Task directions:
From the records below, select and copy each line that contains the word "dark".

(Object pointing dataset rows)
======

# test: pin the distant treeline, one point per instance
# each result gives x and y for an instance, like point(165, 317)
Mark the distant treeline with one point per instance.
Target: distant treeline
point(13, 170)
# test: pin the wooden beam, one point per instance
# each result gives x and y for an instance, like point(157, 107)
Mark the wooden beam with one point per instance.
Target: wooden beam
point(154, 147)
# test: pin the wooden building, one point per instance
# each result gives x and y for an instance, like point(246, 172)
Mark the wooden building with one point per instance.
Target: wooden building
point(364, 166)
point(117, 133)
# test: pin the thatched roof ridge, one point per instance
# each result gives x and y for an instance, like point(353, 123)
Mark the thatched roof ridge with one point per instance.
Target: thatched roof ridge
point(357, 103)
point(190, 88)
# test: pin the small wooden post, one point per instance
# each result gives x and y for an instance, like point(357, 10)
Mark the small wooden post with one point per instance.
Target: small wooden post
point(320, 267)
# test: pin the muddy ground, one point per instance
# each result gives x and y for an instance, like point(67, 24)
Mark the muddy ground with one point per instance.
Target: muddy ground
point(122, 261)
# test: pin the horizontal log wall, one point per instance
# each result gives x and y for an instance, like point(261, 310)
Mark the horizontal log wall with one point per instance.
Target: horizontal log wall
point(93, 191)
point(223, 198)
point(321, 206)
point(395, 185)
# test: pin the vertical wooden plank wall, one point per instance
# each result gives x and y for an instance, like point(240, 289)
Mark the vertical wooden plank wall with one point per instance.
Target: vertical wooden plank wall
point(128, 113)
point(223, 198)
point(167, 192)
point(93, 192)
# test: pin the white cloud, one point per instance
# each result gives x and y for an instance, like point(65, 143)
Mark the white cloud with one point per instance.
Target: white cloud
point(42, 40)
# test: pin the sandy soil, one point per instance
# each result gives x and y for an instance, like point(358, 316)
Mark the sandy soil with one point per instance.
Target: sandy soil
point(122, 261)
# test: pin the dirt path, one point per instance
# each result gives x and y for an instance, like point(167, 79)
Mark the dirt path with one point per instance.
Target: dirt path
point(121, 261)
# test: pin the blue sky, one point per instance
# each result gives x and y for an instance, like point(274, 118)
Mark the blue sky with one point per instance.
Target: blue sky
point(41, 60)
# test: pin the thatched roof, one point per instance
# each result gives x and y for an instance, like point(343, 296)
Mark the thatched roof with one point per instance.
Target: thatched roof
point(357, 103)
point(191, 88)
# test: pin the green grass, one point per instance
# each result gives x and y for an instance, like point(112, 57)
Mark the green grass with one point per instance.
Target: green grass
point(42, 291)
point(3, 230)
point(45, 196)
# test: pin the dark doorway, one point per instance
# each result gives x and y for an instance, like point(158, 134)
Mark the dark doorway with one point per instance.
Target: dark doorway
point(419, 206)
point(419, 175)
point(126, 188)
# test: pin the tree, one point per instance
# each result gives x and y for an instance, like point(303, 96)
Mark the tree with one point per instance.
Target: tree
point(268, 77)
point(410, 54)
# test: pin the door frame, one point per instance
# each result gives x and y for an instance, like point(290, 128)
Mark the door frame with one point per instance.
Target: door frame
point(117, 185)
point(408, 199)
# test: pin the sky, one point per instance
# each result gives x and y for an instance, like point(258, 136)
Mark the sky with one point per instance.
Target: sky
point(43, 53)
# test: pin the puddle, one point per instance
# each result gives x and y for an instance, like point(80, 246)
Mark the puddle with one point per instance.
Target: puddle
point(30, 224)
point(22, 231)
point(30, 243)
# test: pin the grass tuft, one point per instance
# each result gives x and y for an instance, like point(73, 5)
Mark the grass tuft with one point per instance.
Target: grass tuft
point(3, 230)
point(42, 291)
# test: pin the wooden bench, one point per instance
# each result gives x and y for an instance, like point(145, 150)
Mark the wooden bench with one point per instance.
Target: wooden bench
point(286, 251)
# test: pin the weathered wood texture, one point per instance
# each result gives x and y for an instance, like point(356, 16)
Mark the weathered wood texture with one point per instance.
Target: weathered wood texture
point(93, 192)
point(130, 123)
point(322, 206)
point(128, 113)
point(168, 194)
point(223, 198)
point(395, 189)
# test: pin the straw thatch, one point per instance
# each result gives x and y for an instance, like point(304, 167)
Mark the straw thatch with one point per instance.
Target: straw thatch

======

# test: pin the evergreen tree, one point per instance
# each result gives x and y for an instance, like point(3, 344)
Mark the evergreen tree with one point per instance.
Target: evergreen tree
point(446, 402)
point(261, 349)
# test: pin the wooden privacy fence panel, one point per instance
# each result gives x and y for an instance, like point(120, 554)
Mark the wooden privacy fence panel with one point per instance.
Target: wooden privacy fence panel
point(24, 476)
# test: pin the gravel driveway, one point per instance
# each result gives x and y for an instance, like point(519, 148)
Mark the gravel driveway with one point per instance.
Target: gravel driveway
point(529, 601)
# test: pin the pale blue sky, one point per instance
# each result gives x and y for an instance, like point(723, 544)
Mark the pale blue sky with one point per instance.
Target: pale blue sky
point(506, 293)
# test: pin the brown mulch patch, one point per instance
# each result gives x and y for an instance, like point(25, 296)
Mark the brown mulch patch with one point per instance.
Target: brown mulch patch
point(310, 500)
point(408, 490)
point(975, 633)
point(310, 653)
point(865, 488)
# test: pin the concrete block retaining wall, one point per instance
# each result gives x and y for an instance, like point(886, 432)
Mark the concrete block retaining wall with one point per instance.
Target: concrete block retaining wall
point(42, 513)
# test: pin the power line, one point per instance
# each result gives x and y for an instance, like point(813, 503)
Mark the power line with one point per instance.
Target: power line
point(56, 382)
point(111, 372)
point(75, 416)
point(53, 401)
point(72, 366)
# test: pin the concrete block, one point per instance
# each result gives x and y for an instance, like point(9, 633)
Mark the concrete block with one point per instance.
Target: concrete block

======

Full response:
# test: pin the dark doorway, one point per instance
Mark the dark doorway with one point per instance.
Target: dark doorway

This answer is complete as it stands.